**** Section du texte

Son père est mort et sa mère exerce son despotisme dans sa chambre de pensionnaire à la Séniorie des Dunes. La narratrice regarde les voiliers qui glissent en silence sur la mer.
Autour des années soixante, entre la Mer du Nord et Bruxelles, la mère formait alors avec son mari un couple bourgeois qui sauvait les apparences et ignorait leur fille, la narratrice. Le père amoureux de voile faisait des remontrances continuelles, la mère méprisait sa fille, ne lui offrant pas un regard. Dans l’indifférence, la fille est violée par son fiancé.
La narratrice tente d’exister malgré tout, avec un faux détachement. Ces comportements parentaux toxiques, répétitifs l’ont brisée. Elle n’a plus confiance dans la vie et recherche encore une impossible validation auprès de sa mère âgée.

********
**** Données fournies

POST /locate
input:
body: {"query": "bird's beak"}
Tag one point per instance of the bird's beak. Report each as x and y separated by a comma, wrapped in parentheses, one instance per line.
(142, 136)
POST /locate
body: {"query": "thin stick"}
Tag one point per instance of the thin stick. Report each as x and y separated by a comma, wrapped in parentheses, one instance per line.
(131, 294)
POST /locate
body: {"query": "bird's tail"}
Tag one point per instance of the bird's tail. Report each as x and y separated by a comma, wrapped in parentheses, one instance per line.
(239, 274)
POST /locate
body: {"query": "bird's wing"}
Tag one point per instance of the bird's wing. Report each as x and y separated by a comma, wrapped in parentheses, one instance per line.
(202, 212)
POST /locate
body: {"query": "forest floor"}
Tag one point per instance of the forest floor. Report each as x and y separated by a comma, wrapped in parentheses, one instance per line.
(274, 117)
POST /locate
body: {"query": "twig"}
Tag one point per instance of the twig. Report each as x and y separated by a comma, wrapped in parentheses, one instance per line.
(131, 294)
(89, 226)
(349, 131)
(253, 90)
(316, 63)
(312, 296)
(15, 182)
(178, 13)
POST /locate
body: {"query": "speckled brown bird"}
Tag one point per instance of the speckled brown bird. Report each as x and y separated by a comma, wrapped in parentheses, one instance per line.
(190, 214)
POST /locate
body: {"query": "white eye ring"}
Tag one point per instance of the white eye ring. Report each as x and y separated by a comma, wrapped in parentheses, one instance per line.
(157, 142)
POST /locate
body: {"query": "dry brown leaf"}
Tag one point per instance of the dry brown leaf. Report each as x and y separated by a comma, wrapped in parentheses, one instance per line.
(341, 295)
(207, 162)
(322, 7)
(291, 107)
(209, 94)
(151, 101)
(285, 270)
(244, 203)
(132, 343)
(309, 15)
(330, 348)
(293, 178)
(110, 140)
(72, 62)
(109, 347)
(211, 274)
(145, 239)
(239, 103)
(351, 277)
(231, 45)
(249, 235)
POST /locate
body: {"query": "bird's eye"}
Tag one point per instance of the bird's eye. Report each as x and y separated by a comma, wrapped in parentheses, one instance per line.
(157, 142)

********

- **Objectif**:
Reproduisez fidèlement le passage du texte sur la narratrice et sa mère, depuis « Autour des années » jusqu'à « par son fiancé. » inclus. Ces données forment un matériau distinct du texte sur la narratrice et sa mère.

- **Résultat de l'exercice**:
Autour des années soixante, entre la Mer du Nord et Bruxelles, la mère formait alors avec son mari un couple bourgeois qui sauvait les apparences et ignorait leur fille, la narratrice. Le père amoureux de voile faisait des remontrances continuelles, la mère méprisait sa fille, ne lui offrant pas un regard. Dans l’indifférence, la fille est violée par son fiancé.